The problem: Exactly the line that contains "Query: deep blue sea" and the lines following it to the end of the data are to be reproduced, and nothing more.

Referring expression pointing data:
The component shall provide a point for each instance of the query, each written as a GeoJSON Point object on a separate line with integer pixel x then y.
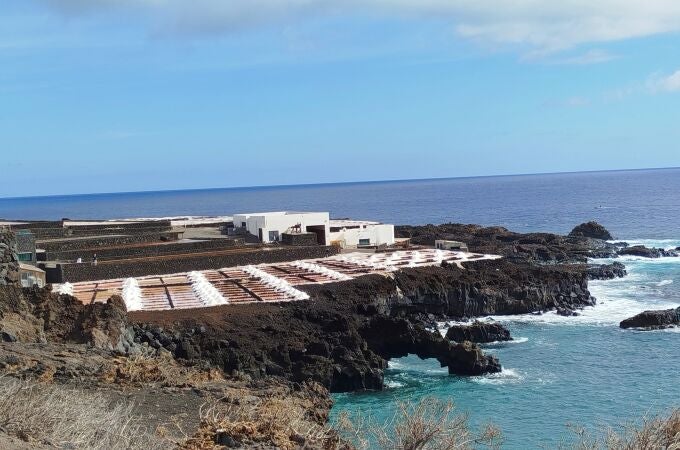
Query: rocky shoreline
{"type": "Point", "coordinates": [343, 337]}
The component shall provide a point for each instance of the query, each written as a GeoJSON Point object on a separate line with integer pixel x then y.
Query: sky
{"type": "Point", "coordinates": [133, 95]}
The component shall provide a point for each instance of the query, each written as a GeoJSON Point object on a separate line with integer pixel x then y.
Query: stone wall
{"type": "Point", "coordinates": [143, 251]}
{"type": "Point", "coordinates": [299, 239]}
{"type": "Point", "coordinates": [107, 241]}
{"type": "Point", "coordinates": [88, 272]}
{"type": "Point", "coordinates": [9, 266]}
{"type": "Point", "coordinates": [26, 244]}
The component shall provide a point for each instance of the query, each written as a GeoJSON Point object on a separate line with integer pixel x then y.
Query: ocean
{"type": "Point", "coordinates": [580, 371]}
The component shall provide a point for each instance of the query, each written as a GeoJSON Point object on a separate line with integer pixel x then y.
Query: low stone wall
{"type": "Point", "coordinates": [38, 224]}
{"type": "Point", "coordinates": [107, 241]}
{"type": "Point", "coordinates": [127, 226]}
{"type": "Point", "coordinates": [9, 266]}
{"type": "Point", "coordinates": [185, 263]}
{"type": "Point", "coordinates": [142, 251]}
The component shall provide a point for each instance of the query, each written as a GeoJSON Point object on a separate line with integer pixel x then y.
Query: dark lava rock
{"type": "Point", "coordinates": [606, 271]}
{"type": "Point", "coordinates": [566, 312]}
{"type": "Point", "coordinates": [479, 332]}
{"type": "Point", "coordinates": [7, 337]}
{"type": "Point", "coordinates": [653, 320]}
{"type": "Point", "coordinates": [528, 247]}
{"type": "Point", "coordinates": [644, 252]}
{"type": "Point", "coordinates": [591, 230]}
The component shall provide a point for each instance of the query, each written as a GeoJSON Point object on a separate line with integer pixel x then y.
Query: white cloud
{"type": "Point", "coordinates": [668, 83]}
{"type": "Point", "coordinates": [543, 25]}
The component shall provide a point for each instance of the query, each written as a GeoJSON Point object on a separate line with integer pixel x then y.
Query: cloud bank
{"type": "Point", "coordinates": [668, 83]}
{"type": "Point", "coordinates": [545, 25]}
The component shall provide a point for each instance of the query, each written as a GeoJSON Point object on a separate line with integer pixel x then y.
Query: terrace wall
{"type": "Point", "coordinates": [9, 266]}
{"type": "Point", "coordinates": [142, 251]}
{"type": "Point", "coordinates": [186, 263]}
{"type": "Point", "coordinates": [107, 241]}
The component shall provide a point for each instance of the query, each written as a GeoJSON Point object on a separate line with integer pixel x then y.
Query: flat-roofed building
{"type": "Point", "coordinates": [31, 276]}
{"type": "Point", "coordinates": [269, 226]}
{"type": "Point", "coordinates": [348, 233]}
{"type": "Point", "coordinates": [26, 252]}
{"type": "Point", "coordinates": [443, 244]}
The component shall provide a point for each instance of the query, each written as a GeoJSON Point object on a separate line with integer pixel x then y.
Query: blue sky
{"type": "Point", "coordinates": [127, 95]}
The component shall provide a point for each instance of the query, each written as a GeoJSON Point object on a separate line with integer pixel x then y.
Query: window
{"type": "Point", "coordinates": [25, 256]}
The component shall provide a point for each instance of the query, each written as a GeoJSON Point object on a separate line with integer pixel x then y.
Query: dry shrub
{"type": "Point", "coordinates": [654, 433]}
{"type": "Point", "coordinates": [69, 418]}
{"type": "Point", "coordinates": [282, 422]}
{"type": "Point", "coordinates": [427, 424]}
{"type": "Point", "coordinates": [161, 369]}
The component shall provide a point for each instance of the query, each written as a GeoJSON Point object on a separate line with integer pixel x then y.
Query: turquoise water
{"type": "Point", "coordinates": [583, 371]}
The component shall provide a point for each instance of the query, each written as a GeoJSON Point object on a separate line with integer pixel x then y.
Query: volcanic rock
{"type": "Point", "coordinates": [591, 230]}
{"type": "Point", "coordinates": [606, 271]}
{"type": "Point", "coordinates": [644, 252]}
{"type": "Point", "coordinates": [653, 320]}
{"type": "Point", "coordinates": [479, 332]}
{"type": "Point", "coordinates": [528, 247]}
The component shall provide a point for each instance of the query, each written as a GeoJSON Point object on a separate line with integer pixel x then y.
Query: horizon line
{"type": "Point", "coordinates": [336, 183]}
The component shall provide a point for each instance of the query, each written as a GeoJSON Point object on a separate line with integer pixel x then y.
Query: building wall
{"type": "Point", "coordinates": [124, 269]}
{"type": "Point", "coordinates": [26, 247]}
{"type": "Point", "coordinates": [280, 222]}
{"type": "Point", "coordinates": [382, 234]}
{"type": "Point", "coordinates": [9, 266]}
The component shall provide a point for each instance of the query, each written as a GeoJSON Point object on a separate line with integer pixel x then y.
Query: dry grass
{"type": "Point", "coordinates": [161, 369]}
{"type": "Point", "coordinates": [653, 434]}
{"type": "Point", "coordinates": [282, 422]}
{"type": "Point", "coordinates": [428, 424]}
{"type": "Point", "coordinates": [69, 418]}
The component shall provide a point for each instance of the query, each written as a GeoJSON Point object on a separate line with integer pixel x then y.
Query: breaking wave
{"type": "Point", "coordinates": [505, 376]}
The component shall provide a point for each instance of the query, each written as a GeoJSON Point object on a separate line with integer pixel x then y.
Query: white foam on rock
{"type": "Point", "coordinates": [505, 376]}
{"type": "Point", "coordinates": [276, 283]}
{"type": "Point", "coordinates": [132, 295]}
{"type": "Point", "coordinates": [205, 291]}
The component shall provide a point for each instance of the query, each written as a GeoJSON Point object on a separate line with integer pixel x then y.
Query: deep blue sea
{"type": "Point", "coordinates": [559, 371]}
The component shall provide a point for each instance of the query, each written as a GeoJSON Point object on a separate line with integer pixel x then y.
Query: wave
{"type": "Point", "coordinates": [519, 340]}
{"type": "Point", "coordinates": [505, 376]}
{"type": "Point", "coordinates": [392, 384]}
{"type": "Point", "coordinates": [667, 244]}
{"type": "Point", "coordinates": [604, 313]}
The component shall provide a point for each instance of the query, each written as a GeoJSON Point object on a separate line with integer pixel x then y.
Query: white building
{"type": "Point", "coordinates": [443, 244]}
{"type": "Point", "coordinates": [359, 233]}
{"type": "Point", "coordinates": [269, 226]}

Task answer:
Query: deep blue sea
{"type": "Point", "coordinates": [559, 371]}
The component shall provide a point for each instance of the query, each written as a GeoJSON Point object on a separate line with integer pixel x then y.
Query: wave
{"type": "Point", "coordinates": [519, 340]}
{"type": "Point", "coordinates": [505, 376]}
{"type": "Point", "coordinates": [392, 384]}
{"type": "Point", "coordinates": [667, 244]}
{"type": "Point", "coordinates": [604, 313]}
The component shall provide a point for each instance of the query, each written as a GeoJSON Point object on a separate line with integer pixel x then y.
Query: white building
{"type": "Point", "coordinates": [443, 244]}
{"type": "Point", "coordinates": [359, 233]}
{"type": "Point", "coordinates": [269, 226]}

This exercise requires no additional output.